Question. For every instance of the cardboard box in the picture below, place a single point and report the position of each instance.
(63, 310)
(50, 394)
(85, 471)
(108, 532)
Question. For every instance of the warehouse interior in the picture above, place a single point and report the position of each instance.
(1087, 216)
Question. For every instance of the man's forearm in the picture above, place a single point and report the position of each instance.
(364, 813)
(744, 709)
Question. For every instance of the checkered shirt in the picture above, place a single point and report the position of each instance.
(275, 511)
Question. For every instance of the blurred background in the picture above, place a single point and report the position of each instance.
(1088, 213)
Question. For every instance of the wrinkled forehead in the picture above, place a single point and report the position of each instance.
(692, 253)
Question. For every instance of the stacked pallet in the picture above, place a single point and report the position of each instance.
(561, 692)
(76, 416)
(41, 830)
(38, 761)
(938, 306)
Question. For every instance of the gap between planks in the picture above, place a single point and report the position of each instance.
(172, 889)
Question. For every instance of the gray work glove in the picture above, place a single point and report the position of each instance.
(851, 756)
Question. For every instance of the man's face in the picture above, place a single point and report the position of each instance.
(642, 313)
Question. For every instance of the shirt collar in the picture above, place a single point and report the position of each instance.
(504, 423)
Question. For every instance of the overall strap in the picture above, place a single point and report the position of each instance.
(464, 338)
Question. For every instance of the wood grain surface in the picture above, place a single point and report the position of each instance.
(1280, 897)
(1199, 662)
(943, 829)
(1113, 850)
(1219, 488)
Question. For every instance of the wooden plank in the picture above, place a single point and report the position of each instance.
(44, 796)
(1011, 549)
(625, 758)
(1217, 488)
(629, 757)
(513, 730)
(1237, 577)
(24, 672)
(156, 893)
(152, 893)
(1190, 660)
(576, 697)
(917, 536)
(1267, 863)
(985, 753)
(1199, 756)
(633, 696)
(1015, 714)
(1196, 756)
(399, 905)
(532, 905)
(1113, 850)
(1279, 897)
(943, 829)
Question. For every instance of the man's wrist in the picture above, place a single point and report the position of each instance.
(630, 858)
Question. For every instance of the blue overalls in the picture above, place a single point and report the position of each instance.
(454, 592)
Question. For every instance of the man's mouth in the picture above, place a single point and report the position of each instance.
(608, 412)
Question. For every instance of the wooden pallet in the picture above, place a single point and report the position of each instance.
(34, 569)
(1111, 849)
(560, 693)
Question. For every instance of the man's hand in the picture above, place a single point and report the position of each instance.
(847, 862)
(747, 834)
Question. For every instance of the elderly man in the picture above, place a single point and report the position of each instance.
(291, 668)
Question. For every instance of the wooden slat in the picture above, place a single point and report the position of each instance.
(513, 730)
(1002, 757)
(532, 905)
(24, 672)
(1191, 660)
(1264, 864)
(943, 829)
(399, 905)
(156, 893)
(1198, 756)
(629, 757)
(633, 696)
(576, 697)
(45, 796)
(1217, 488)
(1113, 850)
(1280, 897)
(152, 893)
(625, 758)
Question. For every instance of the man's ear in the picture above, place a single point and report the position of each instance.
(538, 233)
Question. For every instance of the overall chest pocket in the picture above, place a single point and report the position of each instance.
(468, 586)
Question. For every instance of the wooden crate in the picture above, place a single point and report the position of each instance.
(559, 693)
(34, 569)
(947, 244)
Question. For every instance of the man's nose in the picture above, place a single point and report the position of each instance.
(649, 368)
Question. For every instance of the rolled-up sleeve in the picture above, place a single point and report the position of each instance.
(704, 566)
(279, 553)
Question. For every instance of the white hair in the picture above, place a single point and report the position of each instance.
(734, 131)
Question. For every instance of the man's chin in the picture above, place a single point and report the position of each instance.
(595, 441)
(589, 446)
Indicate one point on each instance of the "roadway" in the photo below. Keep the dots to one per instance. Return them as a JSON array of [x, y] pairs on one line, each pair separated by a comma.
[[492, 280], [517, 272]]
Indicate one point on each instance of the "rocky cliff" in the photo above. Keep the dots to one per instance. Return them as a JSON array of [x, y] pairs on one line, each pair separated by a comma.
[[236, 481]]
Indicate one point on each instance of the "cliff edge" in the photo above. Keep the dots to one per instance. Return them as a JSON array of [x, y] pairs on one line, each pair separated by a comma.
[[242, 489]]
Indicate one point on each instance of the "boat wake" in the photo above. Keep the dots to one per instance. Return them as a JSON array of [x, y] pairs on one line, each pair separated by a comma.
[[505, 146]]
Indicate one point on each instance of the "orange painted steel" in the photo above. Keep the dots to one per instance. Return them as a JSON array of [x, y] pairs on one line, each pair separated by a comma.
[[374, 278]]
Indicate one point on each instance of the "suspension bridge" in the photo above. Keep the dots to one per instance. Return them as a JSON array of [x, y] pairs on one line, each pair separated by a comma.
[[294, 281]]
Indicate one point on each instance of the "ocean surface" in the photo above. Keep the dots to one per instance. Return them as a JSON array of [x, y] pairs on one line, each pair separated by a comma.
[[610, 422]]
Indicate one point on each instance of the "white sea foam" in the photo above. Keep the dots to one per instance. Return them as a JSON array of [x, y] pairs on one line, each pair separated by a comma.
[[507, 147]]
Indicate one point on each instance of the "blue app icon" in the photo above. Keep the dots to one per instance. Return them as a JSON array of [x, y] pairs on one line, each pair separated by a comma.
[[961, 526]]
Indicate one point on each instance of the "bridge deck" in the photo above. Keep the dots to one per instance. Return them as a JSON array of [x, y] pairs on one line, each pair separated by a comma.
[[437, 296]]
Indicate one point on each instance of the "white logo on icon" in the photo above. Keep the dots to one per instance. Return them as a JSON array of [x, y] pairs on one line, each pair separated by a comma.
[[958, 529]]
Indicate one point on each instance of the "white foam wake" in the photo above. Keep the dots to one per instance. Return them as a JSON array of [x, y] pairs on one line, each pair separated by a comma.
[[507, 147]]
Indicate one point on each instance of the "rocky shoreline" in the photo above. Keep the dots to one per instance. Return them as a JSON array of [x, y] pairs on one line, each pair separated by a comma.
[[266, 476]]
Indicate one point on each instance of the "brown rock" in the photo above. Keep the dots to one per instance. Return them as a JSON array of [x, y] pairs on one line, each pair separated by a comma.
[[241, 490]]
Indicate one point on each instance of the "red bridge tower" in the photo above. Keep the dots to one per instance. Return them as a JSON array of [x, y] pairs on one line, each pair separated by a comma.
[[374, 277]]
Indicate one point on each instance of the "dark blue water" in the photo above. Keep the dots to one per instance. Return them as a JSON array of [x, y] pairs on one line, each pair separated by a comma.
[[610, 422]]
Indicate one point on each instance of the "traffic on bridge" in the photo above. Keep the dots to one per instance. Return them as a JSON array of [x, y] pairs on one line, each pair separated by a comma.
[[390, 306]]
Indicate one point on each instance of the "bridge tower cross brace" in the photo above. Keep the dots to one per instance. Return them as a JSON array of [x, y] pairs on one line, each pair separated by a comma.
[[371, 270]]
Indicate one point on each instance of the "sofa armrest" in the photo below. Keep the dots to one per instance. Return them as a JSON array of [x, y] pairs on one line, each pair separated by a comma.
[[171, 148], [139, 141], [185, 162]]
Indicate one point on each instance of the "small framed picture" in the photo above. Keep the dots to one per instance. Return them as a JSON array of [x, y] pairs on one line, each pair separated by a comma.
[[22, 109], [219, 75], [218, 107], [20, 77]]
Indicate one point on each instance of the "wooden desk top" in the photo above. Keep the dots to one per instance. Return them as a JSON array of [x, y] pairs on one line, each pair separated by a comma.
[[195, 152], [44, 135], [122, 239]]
◇ ◇ ◇ ◇
#### [WORK TO BE COMPLETED]
The entries above must be returned exactly.

#### [RESPONSE AREA]
Question. For every instance of the cardboard box in the picture below, place a single point and report the position of each instance.
(63, 310)
(50, 394)
(85, 471)
(108, 532)
Question. For every instance of the warehouse interior in the picture above, place a single point and report the position of each instance.
(1087, 216)
Question. For every instance of the man's forearm in the picture above, place a single point and report the position of each instance.
(364, 813)
(744, 709)
Question. For every instance of the checkered shirt in the picture above, place a single point and report the position of each instance.
(275, 511)
Question. For every instance of the blurred background in the picture above, place a single point and report the position of each instance.
(1088, 213)
Question. For every instance of the wrinkled forehead in the picture above, place a single point and report the position of each instance.
(692, 253)
Question. For every instance of the stacked pallet in the picture above, place a single point and report the position of each instance.
(561, 692)
(76, 416)
(41, 830)
(38, 761)
(938, 306)
Question. For every instance of the gap between planks in the picture above, place a single point and report the position of each instance.
(172, 889)
Question. For every instance of the gray work glove in the picture above, place a single point and report the position of each instance.
(851, 756)
Question. For every instance of the man's face in the picture above, place a single point and report the position of each instance.
(642, 313)
Question. For every instance of the shirt collar in the picture above, place a single point and report the position of each instance.
(504, 423)
Question. For every instance of the overall strap in the picture above, place a single point and report the position of each instance.
(464, 338)
Question. For every instance of the wood grain surface in the picture above, place a single point and report the position of each instance.
(1280, 897)
(1199, 662)
(943, 829)
(1113, 850)
(1219, 488)
Question. For every instance of the wooden plank in the picture above, place a single point and report the position of each instance.
(44, 796)
(1011, 549)
(625, 758)
(1217, 488)
(629, 757)
(513, 730)
(1237, 577)
(24, 672)
(156, 893)
(152, 893)
(1190, 660)
(576, 697)
(917, 536)
(1267, 863)
(985, 753)
(1199, 756)
(633, 696)
(1015, 714)
(1196, 756)
(399, 905)
(532, 905)
(1113, 850)
(1279, 897)
(943, 829)
Question. For every instance of the man's wrist in the picture above, place a single point and report the position of each instance.
(630, 858)
Question. For every instance of the blue overalls in the picture above, place a single point and report the position of each instance.
(454, 592)
Question. For every instance of the man's mouth in the picture above, place a single point and report the position of each instance.
(608, 412)
Question. For every instance of the wooden pallet in the picture above, place a single point and report the position of each instance.
(34, 569)
(1111, 849)
(560, 693)
Question. For every instance of the man's hand in the picture above, place a single point and report the position of each instance.
(847, 862)
(747, 834)
Question. For every instance of the elderly man in the picture above, place a single point and report the position of each instance.
(291, 668)
Question. For every instance of the wooden slat in the picture above, place a single point and report the position of each instance.
(513, 730)
(1002, 757)
(532, 905)
(24, 672)
(1191, 660)
(1264, 864)
(943, 829)
(399, 905)
(156, 893)
(1198, 756)
(629, 757)
(633, 696)
(576, 697)
(45, 796)
(1217, 488)
(1113, 850)
(1280, 897)
(152, 893)
(625, 758)
Question. For every instance of the man's ear in the picture above, place a single point and report the position of each instance.
(538, 233)
Question. For every instance of the overall chest pocket in the picture above, place a single point and report the position of each instance.
(468, 586)
Question. For every instance of the wooden crate in the picture above, place a single point and report the position of each instance.
(559, 693)
(34, 569)
(947, 244)
Question. For every instance of the man's nose in the picture above, place a single point and report the position of each instance.
(649, 368)
Question. For every instance of the rolled-up sleeve in the picture above, place a single point and report the position of each instance.
(704, 566)
(279, 553)
Question. For every instance of the white hair in the picture above, place a single point and report the position of each instance.
(734, 131)
Question. For every instance of the man's chin in the picture above, place a single point and report the position of each instance.
(595, 441)
(589, 446)
Indicate one point on each instance of the "roadway" in the photo below. Keep the dots to one per instance. Return them as a JSON array of [x, y] pairs on one line, each pair separated by a comma.
[[492, 280], [517, 272]]
Indicate one point on each instance of the "rocky cliff" in the photo above. Keep the dots to one per instance. Return them as a JSON array of [x, y] pairs on one line, each pair separated by a comma.
[[236, 481]]
Indicate one point on each instance of the "cliff edge" in the photo above. Keep the dots to one per instance. Return them as a JSON array of [x, y] pairs on one line, each pair separated by a comma.
[[242, 489]]
Indicate one point on each instance of the "boat wake" in the photo above. Keep the dots to one per instance. Return them as a JSON array of [x, y] pairs on one line, each pair separated by a comma.
[[505, 146]]
Indicate one point on each instance of the "orange painted steel" in the photo above. Keep the dots to one per instance. Return them as a JSON array of [x, y] pairs on one line, each pair separated by a comma.
[[374, 278]]
Indicate one point on each instance of the "suspension bridge" in the photo above. Keep the dots to one per instance. Return them as a JSON array of [x, y] pairs on one line, each pair separated by a comma.
[[294, 281]]
Indicate one point on each instance of the "ocean surface" in the photo above. Keep the dots to one per instance. Return them as a JSON array of [x, y] pairs on one line, each pair separated by a comma.
[[610, 422]]
Indicate one point on each instance of the "white sea foam" in the photo above. Keep the dots to one per instance. Return them as a JSON array of [x, y] pairs on one line, each pair separated by a comma.
[[507, 147]]
Indicate one point on each instance of the "blue app icon" in the photo above. Keep the dots to one per instance. Return them as a JSON array of [x, y] pairs on one line, each pair separated by a comma.
[[961, 526]]
Indicate one point on each instance of the "bridge deck" in the photo above. Keep the dots to one per instance. Return them as a JSON array of [x, y] pairs on one line, each pair separated by a comma.
[[437, 296]]
Indicate one point on each instance of the "white logo on icon" in the photo above. Keep the dots to one per instance. Return them as a JSON array of [x, y] pairs on one line, each pair separated by a comma.
[[958, 529]]
Indicate one point on each instance of the "white foam wake" in the photo above. Keep the dots to one per instance. Return them as a JSON array of [x, y] pairs on one line, each pair separated by a comma.
[[507, 147]]
Indicate one point on each instance of the "rocky shoreline" in the photo above. Keep the dots to one per instance. Return them as a JSON array of [x, y] pairs on one line, each pair separated by a comma.
[[266, 476]]
Indicate one point on each instance of the "brown rock" in the photo above. Keep the dots to one per instance. Return them as a JSON array of [x, y] pairs on one line, each pair separated by a comma.
[[241, 490]]
Indicate one point on each instance of the "red bridge tower" in the photo above. Keep the dots to one per instance. Return them as a JSON array of [x, y] pairs on one line, each pair separated by a comma.
[[374, 277]]
Indicate one point on each instance of the "dark blue water" in the photo above. Keep the dots to one per instance. Return them as a JSON array of [x, y] pairs on one line, each pair separated by a comma.
[[610, 422]]
Indicate one point on each instance of the "traffic on bridge" in the photo above. Keep the dots to one per instance. Return them as a JSON array of [x, y] pairs on one line, each pair separated by a comma.
[[390, 306]]
Indicate one point on each instance of the "bridge tower cross brace" in the photo above. Keep the dots to one per instance. Return them as a JSON array of [x, y] pairs on one line, each pair separated by a comma.
[[371, 270]]
Indicate one point on each instance of the "sofa armrest" in the photo below. Keep the dots to one per instance. Return them as a JSON array of [x, y] pairs on one line, each pair separated by a comma.
[[171, 148], [139, 141], [185, 162]]
Indicate one point on each instance of the "small framed picture" in the photo above. Keep the dots to one per instance. Return them as a JSON array of [x, y] pairs on one line, each pair separated by a comma.
[[22, 109], [219, 75], [218, 107], [20, 77]]
Indicate one point on each instance of the "wooden desk top" in the photo above. Keep the dots to one per instance. Return them as a JSON array of [x, y] pairs on one line, each pair separated by a comma.
[[195, 152], [44, 135], [122, 239]]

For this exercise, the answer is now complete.